Task set -
**a.** Answer these questions using the Simon Swordy biography:
(i) Under whom did Swordy study at the University of Bristol?
(ii) In what year did he become a full professor?
(iii) Whom did he marry in 1984?
**b.** Could you quote the Simon Swordy biography word for word, everything from "At the time" down to "raised three children."?

Text excerpt -
○ ○ ○ ○ ○ ○ ○

- Born: March 31, 1954 Birmingham, UK
- Died: July 19, 2010 (aged 56) Chicago, USA
- Occupation: astrophysicist

= Simon Swordy =

Simon Patrick Swordy (March 31, 1954 – July 19, 2010) was an English-born American astrophysicist.
==Biography==
Swordy was born in Birmingham in 1954. Both his parents were teachers. His siblings included three brothers and one sister. Swordy was educated at St Philip's School and Barstable School. He studied under Peter Fowler at the University of Bristol, and graduated in 1978.

Swordy moved to the United States in 1979 and accepted a research associate position at the Enrico Fermi Institute. In 1986, he began teaching at the University of Chicago. Swordy became a full professor in 1997. Between 2000 and 2003, Swordy was Master of the Physical Sciences Collegiate Division and associate dean of the physical sciences. In 2001, he was elected a fellow of the American Physical Society, "[f]or innovative measurements with detectors on the ground, on balloons, and in space that significantly advanced the understanding of the sources and galactic propagation of cosmic rays at high energies." In 2007, he returned to the Enrico Fermi Institute as director.

At the time of his death, Swordy was the James Franck Professor of Physics, Astronomy and Astrophysics at the University of Chicago. He died of lymphoma at the University of Chicago Medical Center on 19 July 2010, aged 56.

==Personal life==
Swordy married Josephine Ryan in 1984, with whom he raised three children.

○ ○ ○ ○ ○ ○ ○

Dataset records -
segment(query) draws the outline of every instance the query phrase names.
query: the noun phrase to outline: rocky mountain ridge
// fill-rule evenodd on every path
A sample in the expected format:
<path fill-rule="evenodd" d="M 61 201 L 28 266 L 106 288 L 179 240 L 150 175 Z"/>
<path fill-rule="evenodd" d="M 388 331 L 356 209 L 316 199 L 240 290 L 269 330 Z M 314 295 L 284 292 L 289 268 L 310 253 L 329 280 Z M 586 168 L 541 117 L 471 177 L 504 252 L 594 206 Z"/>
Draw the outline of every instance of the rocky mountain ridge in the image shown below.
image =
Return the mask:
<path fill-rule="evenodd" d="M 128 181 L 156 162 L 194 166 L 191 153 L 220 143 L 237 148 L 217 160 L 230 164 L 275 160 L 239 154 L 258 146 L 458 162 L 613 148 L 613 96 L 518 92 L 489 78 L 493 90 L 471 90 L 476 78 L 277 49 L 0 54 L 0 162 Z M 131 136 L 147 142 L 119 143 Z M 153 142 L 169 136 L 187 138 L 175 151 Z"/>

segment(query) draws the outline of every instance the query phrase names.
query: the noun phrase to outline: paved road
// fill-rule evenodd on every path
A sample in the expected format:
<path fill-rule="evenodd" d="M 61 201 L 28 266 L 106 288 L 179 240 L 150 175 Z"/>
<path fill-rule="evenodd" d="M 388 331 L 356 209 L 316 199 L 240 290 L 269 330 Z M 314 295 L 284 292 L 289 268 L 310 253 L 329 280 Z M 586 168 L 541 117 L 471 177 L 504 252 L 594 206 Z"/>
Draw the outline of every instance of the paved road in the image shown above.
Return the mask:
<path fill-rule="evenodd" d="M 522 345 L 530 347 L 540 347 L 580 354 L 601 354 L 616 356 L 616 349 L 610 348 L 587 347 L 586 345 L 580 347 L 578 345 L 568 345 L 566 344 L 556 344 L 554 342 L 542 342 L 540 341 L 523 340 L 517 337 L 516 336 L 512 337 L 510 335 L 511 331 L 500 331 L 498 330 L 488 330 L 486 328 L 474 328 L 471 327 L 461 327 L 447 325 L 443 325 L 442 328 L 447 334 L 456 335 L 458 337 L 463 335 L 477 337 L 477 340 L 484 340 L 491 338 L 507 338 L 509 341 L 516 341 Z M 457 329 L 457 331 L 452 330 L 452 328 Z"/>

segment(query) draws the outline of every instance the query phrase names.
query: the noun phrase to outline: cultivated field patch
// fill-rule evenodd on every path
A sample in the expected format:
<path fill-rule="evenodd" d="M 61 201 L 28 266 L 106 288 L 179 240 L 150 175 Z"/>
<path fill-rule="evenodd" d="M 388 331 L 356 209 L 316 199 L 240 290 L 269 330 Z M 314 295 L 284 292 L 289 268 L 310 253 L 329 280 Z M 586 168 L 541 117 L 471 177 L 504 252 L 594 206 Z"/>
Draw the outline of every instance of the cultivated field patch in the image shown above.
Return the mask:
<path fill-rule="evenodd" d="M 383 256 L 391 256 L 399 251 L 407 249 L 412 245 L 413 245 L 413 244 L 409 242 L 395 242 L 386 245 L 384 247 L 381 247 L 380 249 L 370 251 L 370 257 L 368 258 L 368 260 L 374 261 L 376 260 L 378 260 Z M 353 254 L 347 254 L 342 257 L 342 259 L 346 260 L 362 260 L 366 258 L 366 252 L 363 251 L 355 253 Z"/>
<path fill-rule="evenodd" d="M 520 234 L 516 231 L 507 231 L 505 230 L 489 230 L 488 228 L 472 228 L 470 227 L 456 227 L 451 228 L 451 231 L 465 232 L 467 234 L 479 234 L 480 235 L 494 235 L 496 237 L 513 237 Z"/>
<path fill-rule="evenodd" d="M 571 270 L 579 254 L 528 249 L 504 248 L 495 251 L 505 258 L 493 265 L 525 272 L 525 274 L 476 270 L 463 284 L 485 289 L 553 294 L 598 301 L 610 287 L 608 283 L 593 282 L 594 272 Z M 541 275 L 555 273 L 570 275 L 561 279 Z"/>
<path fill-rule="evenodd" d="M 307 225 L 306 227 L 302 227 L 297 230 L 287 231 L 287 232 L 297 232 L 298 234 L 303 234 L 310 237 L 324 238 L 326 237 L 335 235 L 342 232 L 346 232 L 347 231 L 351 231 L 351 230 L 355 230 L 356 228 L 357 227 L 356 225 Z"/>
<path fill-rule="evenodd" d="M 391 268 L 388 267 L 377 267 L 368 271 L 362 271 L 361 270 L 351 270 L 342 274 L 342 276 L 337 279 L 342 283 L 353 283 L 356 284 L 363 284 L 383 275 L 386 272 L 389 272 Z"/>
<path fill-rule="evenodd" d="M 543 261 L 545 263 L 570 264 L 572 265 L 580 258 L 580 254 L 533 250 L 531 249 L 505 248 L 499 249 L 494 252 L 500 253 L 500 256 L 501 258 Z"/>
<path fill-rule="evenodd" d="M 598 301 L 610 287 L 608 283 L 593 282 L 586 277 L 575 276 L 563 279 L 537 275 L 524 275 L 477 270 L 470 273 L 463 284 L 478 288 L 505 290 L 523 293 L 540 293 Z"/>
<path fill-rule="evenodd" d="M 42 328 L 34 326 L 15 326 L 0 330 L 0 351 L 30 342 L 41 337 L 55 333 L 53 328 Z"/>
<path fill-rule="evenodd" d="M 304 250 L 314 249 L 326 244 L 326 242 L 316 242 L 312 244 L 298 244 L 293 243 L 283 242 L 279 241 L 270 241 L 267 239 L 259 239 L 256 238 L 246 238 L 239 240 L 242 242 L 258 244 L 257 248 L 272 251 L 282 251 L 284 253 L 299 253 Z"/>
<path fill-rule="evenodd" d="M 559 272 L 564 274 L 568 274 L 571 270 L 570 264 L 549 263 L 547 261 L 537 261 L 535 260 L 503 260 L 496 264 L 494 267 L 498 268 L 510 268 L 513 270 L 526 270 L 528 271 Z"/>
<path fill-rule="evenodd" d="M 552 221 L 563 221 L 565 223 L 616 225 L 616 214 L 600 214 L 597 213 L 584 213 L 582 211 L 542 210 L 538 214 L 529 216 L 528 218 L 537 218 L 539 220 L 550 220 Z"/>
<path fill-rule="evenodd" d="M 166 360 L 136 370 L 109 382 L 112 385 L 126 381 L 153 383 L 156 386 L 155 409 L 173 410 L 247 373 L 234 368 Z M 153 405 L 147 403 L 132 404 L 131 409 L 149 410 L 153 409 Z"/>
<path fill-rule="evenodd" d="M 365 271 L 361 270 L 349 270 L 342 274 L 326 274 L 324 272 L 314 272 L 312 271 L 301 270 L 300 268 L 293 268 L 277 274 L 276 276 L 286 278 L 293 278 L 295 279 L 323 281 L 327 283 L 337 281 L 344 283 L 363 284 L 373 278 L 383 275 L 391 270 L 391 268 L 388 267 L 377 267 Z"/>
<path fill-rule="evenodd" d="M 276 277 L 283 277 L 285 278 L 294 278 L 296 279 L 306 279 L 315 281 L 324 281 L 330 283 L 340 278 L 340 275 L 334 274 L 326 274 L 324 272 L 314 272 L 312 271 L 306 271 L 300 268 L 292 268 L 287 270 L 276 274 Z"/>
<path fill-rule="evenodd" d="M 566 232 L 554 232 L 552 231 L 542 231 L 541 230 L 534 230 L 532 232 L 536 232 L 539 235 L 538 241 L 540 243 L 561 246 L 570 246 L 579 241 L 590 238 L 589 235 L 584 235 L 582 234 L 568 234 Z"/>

○ ○ ○ ○ ○ ○ ○

List of answers -
**a.**
(i) Peter Fowler
(ii) 1997
(iii) Josephine Ryan

**b.**
At the time of his death, Swordy was the James Franck Professor of Physics, Astronomy and Astrophysics at the University of Chicago. He died of lymphoma at the University of Chicago Medical Center on 19 July 2010, aged 56.

==Personal life==
Swordy married Josephine Ryan in 1984, with whom he raised three children.